**Detection material**.
******************************
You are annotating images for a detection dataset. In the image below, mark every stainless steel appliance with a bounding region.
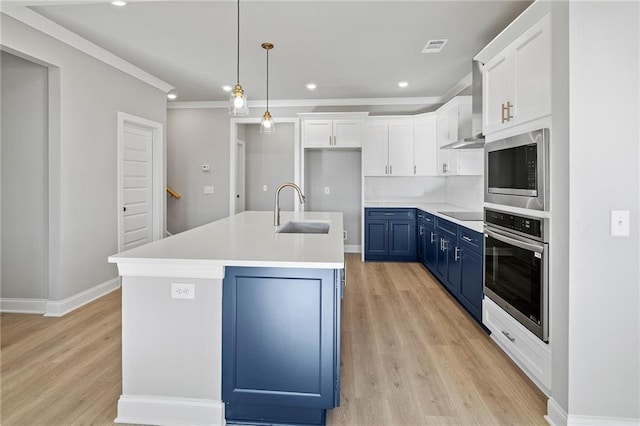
[484,209,549,342]
[484,129,549,211]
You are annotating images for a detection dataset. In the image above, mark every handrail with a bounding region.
[167,186,180,199]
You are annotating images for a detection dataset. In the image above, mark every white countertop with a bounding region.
[109,211,344,274]
[364,201,484,233]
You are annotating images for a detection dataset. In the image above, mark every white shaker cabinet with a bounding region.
[362,119,414,176]
[298,113,366,148]
[413,113,438,176]
[483,14,551,134]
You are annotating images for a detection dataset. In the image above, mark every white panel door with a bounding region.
[389,121,414,176]
[120,123,153,250]
[362,122,389,176]
[333,120,362,148]
[303,120,333,148]
[413,115,438,176]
******************************
**What you will do**. Put every line of the material above into a Markdown table with the columns "Row" and "Line", numbering the rows and skipping blank lines. Leave the pictures out of the table.

**Exercise answer**.
| Row | Line |
|---|---|
| 1 | You are annotating images for a detection dataset. In the image below, mark every stainless steel appliance with a bounding region. |
| 2 | [484,209,549,342] |
| 3 | [484,129,549,211] |
| 4 | You are annotating images for a detection dataset. In the image above, mark every handrail with a bounding region. |
| 5 | [167,186,180,199] |
| 6 | You are annotating images for a detection dataset. In the image above, mark every white countertop with a bounding region. |
| 7 | [109,211,344,274] |
| 8 | [364,201,484,233] |
| 9 | You are annotating images for a detection dataset. In the image above, mark every white shaker cabinet with a bounding region. |
| 10 | [362,119,414,176] |
| 11 | [298,113,366,148] |
| 12 | [413,113,438,176] |
| 13 | [483,14,551,134] |
| 14 | You are annotating images for a detection dataset. In the image above, mark every white panel door with a bounding region. |
| 15 | [389,121,414,176] |
| 16 | [120,123,153,250] |
| 17 | [362,122,389,176] |
| 18 | [333,120,362,148] |
| 19 | [303,120,333,148] |
| 20 | [413,115,438,176] |